We started in 2012 in the fall and winter, and then we started getting on tractors and started collecting data. And then we wrote an Android application and the data starting to go up into the cloud. And it was, I mean, it worked, but we were starting to evaluate the data, trying to make it useful, meaningful for the farmers and give them just information on how their spring or their fall harvest, how it went. It was difficult for us getting started, convincing farmers that they wanted to do this because at the time we didn't have all the analytics.
I mean, we were looking at it when we started. So initially we started, I wanted to replace the 2630 with an iPad. That was my goal. Replace that with an iPad. And then what happened then is we started looking at just, it was the flavor of the month, data analytics.
And we started looking at, “God, we're collecting a lot of data off of these machines.” And so we started looking at, “Hey, why don't we let the world know that we're collecting data and we're a data analytics company.” And then what happened was, Monsanto bought, acquired Precision Planting, and then, I don't know, months later, then they went and spent quite a lot of money for the Climate Corporation.

→ **Task brief**
Reproduce the passage on collecting farm data, everything from "We started in" down to "all the analytics.", swapping "Android application" for "mobile app".

Box annotations for photos:

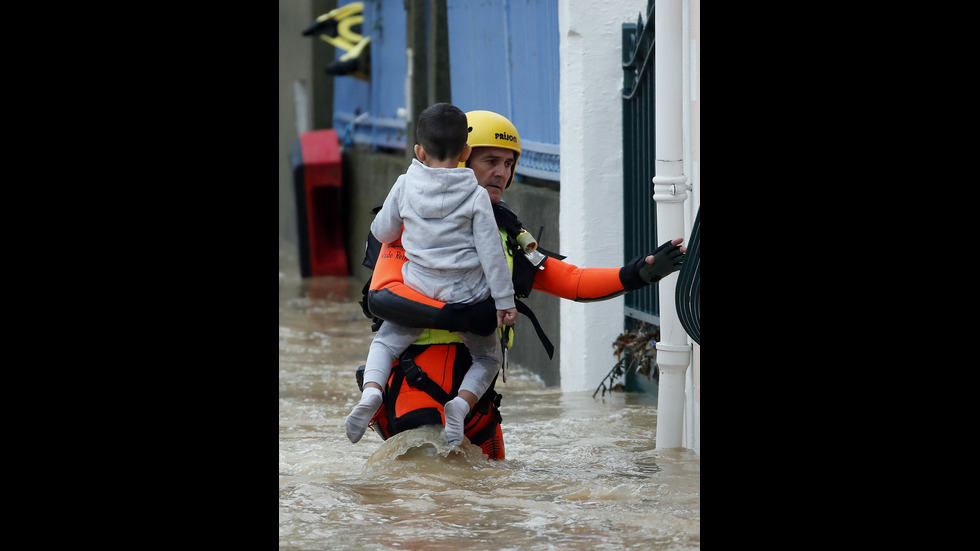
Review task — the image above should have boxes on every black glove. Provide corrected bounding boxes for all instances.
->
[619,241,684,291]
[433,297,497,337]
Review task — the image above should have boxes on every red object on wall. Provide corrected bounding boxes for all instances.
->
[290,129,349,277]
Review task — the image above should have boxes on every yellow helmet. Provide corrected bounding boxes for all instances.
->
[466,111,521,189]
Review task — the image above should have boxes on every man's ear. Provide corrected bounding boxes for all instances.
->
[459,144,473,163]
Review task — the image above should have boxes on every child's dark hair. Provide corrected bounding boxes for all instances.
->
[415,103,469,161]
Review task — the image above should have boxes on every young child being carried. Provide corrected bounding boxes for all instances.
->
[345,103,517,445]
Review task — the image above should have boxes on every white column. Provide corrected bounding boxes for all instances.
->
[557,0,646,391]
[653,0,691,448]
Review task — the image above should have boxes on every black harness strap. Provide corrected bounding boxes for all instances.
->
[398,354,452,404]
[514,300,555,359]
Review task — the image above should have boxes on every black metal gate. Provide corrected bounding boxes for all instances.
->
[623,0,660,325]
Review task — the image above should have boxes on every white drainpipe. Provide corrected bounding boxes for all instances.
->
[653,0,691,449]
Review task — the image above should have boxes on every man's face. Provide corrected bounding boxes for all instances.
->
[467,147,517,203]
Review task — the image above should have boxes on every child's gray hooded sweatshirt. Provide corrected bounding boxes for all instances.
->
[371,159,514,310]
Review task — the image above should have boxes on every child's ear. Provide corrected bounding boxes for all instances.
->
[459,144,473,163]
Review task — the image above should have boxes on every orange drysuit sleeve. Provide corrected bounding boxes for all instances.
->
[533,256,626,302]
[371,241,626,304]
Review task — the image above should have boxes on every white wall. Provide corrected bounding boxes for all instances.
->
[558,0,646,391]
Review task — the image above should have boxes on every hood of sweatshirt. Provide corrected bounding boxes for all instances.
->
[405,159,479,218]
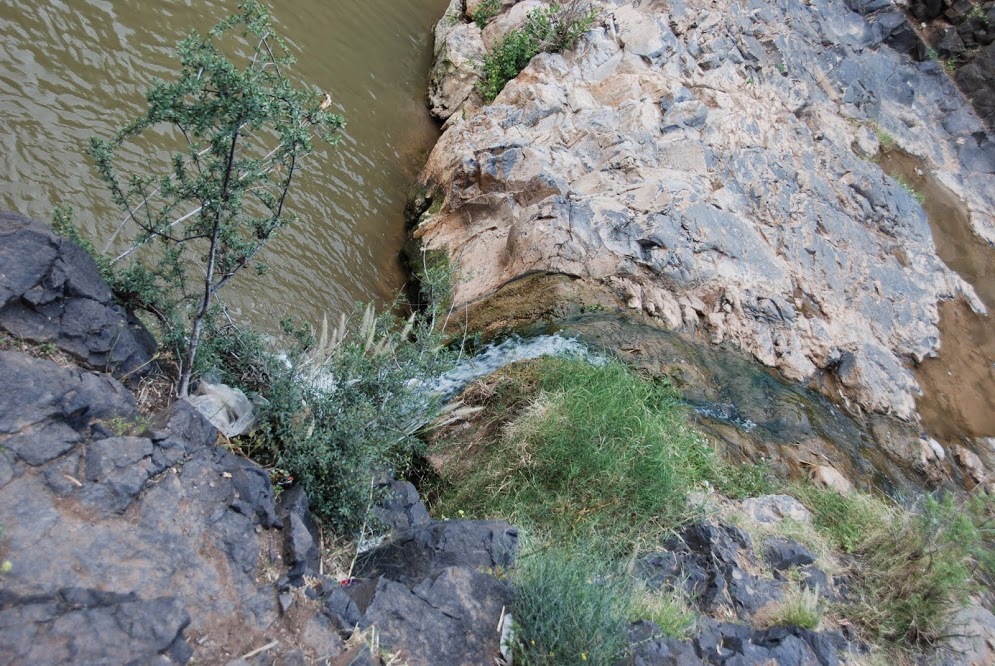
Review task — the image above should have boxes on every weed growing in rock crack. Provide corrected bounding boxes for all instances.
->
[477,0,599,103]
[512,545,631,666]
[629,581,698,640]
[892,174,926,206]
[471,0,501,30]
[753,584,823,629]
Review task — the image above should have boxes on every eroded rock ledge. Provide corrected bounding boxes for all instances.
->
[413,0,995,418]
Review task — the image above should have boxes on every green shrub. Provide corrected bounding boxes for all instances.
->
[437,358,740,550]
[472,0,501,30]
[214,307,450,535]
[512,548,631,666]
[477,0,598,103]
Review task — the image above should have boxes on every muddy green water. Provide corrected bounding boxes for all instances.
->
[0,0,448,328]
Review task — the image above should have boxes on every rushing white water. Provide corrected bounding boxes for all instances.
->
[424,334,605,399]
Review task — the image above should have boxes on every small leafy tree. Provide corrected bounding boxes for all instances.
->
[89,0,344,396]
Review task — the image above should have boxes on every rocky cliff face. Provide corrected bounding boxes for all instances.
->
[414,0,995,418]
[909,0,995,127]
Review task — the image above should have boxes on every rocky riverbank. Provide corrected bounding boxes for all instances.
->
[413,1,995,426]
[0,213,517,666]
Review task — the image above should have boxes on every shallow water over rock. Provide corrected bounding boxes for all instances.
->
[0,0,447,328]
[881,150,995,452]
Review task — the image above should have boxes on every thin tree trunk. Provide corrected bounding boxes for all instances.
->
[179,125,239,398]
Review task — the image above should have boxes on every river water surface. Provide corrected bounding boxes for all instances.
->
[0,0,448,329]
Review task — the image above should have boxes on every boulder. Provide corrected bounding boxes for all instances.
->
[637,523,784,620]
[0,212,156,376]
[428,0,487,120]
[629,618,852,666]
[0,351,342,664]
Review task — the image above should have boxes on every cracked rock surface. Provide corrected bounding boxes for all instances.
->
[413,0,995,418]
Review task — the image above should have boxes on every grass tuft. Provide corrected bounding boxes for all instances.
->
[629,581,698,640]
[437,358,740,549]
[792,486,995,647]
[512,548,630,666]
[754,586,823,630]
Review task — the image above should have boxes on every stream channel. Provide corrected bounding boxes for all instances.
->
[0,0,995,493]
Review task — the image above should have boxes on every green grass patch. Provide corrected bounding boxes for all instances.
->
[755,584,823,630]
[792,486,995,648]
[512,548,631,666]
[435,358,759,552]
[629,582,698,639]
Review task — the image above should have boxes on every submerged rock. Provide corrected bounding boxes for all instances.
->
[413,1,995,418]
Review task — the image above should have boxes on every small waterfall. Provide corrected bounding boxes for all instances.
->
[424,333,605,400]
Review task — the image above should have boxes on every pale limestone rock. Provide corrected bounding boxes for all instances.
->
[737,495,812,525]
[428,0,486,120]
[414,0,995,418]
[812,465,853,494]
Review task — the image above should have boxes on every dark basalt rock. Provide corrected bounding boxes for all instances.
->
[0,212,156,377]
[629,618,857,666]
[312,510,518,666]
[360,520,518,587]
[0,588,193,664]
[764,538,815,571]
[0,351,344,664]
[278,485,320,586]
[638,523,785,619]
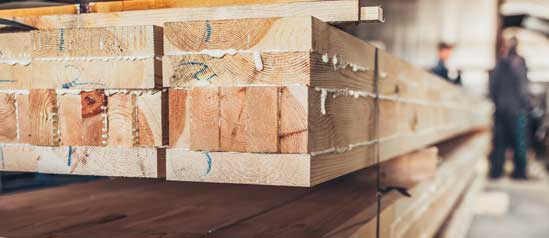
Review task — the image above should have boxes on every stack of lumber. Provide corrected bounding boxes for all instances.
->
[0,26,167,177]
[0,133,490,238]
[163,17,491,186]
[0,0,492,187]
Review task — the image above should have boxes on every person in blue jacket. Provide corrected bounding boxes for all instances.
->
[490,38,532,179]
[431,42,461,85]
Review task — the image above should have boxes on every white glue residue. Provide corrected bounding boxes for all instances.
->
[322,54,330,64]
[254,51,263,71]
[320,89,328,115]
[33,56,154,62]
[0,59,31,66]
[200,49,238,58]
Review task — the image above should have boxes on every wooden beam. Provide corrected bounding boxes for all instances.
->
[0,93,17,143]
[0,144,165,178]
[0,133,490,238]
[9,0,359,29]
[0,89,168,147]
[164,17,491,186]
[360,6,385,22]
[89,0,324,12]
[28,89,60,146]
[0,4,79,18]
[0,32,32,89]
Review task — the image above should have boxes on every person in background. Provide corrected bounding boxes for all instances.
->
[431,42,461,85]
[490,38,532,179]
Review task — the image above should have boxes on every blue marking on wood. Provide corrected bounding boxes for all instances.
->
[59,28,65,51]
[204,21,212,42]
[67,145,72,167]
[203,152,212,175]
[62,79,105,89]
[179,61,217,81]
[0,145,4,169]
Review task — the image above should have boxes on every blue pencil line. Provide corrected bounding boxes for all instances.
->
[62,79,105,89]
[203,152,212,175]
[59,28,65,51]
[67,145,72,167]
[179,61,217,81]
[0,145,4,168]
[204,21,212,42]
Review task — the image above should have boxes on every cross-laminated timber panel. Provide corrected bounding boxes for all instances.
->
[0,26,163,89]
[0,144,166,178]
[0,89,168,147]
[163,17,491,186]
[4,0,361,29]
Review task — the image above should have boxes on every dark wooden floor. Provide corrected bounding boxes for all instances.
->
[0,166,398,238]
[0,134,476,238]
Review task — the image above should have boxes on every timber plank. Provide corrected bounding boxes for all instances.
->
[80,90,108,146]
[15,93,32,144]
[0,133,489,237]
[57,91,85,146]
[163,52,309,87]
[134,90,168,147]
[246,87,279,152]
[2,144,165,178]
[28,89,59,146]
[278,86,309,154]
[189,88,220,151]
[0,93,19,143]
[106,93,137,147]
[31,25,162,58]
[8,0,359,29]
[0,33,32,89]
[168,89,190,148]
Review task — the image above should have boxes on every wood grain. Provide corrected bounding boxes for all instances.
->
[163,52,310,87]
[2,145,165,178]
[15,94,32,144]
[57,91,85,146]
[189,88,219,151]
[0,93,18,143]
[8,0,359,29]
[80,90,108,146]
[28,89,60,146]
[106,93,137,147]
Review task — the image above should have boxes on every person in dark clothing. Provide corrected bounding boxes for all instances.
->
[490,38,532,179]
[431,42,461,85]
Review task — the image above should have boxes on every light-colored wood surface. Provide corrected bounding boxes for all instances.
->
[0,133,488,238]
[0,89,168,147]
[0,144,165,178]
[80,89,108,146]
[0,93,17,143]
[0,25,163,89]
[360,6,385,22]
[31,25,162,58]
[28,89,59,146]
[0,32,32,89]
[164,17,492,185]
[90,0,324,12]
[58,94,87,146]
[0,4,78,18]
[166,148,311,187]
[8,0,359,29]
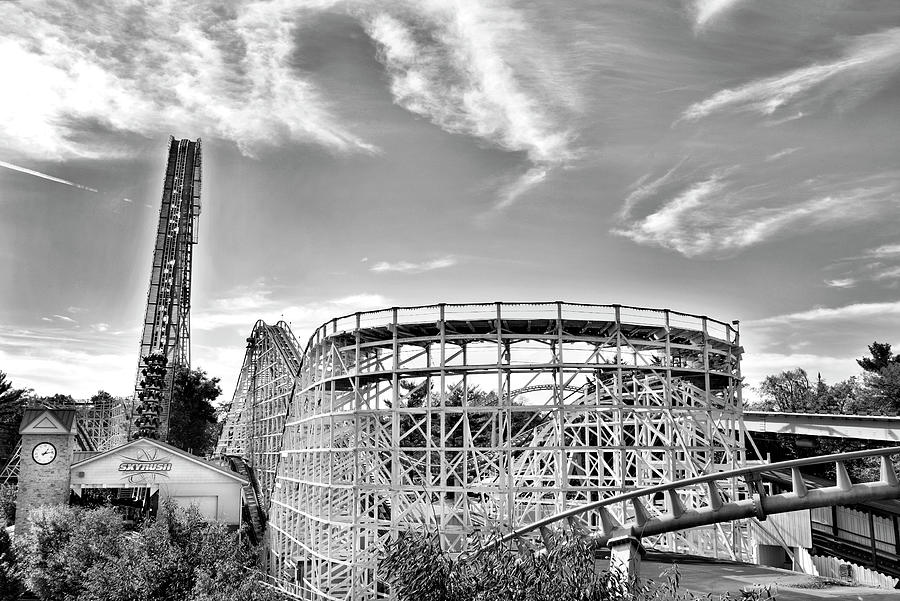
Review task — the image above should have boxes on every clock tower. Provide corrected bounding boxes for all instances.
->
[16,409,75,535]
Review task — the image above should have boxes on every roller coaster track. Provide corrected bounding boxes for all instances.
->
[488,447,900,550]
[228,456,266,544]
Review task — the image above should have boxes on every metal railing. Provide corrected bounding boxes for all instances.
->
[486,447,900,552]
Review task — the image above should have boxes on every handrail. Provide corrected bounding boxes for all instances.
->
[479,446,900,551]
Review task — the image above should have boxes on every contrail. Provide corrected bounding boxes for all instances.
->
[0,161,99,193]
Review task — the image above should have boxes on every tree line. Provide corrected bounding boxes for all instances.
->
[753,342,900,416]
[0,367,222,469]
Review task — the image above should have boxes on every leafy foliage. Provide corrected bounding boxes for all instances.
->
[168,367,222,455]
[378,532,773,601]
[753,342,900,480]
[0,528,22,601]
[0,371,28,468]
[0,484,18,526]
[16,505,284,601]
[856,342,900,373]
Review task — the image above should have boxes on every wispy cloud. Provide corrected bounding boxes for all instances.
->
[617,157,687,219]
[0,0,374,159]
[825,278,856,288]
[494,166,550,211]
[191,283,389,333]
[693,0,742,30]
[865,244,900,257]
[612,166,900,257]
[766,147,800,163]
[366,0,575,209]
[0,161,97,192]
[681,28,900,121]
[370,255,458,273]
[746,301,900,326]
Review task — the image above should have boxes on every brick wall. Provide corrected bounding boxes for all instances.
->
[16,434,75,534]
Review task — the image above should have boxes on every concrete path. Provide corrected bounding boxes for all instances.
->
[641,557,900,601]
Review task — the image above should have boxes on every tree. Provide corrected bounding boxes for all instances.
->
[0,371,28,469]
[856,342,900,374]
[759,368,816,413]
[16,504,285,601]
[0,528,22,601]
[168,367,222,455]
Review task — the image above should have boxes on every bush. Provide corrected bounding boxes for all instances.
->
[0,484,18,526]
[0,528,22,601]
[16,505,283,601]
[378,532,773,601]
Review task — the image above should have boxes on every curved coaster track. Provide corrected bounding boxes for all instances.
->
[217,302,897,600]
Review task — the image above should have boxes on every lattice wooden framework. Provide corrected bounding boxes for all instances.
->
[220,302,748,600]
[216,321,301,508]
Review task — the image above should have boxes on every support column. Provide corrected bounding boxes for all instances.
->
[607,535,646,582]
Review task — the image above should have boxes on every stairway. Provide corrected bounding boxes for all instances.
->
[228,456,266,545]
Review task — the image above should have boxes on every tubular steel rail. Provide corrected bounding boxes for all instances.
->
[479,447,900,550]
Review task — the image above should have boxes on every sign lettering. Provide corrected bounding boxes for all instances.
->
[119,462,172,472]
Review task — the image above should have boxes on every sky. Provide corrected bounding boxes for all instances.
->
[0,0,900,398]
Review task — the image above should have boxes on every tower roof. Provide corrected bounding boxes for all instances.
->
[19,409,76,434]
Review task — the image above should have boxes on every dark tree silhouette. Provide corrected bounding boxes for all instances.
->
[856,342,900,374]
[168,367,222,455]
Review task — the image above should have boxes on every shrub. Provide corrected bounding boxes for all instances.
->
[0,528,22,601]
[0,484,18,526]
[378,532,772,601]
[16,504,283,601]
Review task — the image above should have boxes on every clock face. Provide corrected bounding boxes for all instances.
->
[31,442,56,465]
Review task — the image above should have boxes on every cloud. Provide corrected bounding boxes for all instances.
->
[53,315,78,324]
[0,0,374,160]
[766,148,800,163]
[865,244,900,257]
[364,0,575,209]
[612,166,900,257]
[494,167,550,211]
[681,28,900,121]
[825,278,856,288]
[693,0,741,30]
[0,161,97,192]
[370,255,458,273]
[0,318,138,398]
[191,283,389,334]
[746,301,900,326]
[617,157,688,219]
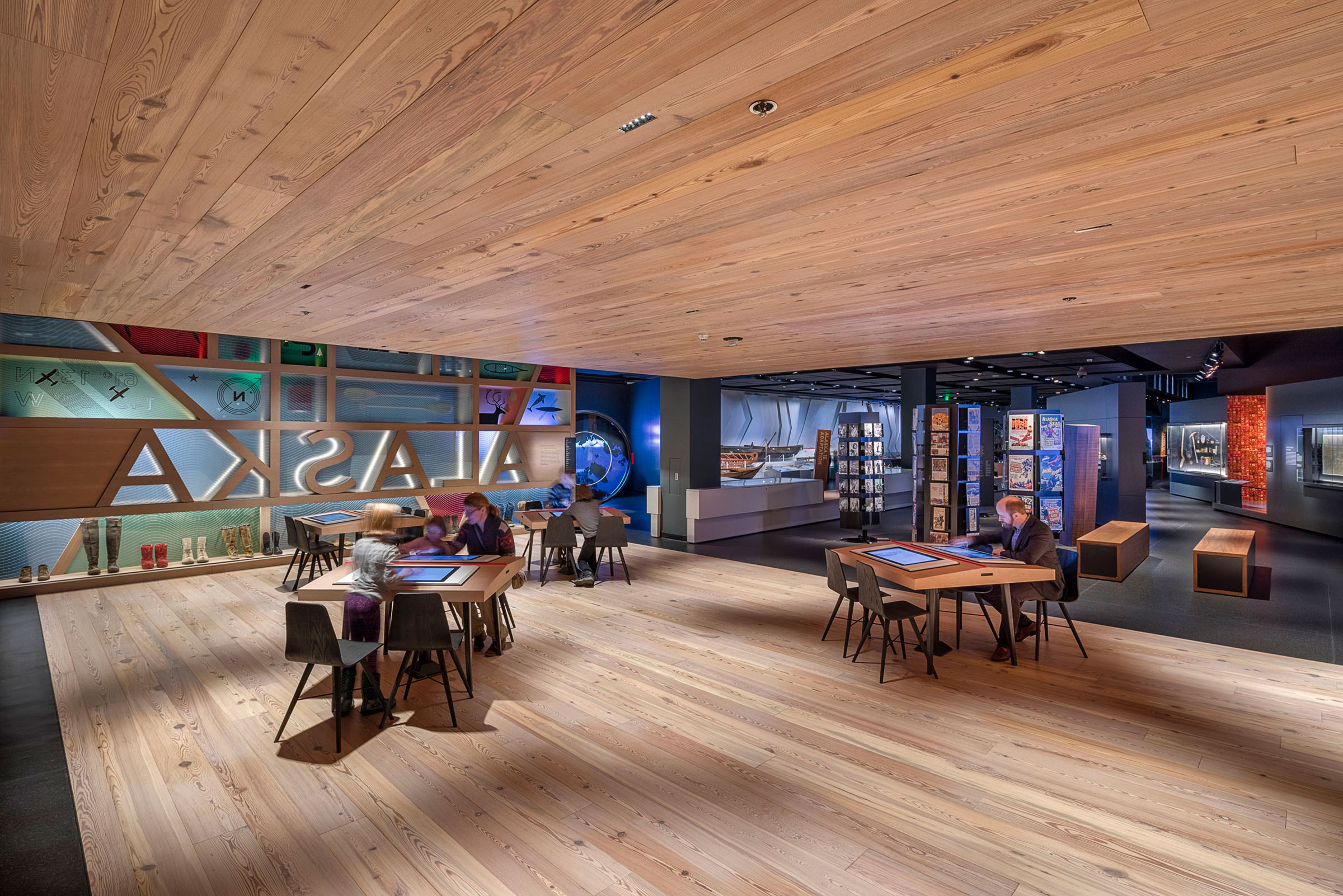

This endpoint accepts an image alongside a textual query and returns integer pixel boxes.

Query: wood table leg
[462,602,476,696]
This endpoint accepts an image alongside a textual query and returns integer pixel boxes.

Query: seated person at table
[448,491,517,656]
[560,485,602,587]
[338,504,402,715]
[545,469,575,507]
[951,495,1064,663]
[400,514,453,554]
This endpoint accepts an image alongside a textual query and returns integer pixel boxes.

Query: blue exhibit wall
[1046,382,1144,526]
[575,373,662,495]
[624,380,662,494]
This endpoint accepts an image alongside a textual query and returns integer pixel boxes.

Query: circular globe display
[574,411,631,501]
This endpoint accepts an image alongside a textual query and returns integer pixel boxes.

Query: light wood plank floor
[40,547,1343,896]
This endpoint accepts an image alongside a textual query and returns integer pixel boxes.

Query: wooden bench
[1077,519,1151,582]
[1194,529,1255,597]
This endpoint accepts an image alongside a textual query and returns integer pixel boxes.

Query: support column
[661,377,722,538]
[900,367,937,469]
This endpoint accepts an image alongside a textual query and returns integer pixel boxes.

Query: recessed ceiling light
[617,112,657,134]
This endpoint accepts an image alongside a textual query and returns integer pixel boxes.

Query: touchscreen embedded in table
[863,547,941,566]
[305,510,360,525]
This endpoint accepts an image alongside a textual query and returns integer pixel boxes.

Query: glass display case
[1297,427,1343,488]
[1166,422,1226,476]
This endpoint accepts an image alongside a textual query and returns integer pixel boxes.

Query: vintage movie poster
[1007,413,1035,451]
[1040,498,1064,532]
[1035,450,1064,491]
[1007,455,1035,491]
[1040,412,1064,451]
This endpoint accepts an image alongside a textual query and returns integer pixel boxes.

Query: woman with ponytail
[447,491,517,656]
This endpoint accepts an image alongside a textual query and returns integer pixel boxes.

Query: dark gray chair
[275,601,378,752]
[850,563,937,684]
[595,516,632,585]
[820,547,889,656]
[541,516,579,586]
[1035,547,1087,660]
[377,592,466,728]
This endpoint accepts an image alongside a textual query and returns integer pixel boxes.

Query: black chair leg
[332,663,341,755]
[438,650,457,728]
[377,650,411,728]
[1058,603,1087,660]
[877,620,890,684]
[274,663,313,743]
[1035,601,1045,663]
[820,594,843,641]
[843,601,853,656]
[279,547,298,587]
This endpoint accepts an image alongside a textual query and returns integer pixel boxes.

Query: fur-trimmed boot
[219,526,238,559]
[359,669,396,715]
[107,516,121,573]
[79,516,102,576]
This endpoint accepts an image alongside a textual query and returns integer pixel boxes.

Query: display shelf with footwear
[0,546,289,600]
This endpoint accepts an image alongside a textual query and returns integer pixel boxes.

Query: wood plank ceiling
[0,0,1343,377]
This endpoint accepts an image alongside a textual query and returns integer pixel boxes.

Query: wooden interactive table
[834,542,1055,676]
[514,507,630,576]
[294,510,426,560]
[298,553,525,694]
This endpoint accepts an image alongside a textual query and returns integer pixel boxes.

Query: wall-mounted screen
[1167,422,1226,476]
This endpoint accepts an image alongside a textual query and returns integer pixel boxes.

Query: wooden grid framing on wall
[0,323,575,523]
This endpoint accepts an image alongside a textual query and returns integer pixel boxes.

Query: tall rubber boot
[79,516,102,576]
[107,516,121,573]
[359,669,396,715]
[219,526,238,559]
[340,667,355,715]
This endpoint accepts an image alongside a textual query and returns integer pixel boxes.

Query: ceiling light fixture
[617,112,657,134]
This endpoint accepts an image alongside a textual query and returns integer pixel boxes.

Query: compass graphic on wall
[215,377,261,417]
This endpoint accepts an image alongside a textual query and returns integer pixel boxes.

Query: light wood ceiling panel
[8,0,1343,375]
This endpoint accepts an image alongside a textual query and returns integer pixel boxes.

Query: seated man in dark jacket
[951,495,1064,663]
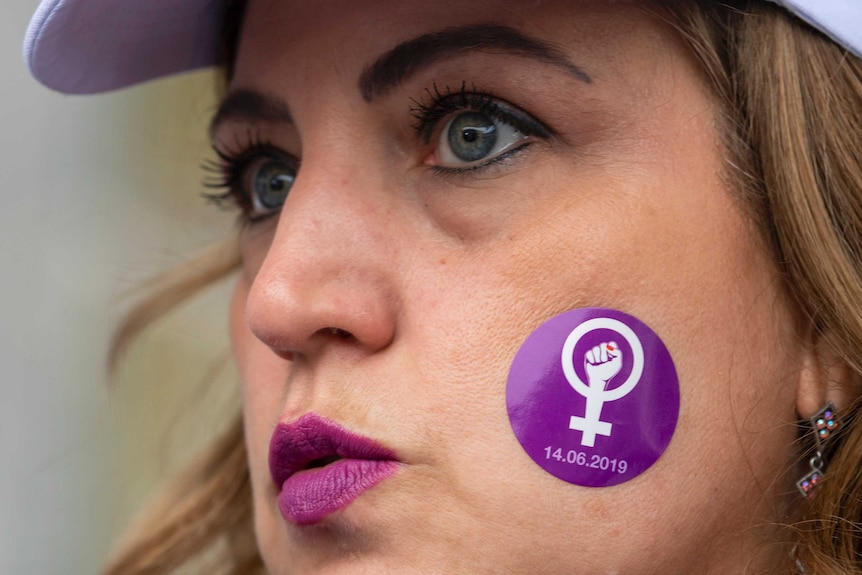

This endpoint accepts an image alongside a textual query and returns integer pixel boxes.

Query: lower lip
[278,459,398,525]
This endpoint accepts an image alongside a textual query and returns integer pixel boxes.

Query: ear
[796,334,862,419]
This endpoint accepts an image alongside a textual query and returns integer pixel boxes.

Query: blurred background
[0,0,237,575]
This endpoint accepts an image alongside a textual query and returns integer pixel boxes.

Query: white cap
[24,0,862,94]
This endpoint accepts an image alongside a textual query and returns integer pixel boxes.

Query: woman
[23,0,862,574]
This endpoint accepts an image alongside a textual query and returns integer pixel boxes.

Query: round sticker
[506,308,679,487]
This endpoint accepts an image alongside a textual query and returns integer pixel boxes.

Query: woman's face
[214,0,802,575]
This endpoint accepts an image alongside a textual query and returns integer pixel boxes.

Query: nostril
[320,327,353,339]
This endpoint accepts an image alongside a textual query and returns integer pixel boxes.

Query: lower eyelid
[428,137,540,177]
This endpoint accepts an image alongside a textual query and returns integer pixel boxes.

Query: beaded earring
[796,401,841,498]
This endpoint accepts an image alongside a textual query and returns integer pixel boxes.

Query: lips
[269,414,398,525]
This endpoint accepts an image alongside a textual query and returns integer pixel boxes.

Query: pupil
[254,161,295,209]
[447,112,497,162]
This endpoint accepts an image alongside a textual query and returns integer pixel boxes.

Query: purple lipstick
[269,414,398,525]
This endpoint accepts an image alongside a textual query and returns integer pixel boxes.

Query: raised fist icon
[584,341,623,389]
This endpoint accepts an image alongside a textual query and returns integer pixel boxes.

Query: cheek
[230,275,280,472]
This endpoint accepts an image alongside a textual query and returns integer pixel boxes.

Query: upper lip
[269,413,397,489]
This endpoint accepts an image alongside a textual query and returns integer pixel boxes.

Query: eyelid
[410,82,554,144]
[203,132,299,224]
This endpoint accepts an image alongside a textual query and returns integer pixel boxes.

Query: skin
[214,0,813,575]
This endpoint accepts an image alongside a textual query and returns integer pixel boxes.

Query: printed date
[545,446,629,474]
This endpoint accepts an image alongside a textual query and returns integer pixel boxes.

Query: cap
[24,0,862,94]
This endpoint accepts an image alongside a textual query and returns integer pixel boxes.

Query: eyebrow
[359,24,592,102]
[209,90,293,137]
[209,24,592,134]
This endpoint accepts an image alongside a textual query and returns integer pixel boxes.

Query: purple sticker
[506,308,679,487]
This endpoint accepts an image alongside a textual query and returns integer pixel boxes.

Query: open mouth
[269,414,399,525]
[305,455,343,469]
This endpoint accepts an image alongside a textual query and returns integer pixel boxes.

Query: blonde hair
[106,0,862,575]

→ **Exercise answer**
We started in 2012 in the fall and winter, and then we started getting on tractors and started collecting data. And then we wrote an mobile app and the data starting to go up into the cloud. And it was, I mean, it worked, but we were starting to evaluate the data, trying to make it useful, meaningful for the farmers and give them just information on how their spring or their fall harvest, how it went. It was difficult for us getting started, convincing farmers that they wanted to do this because at the time we didn't have all the analytics.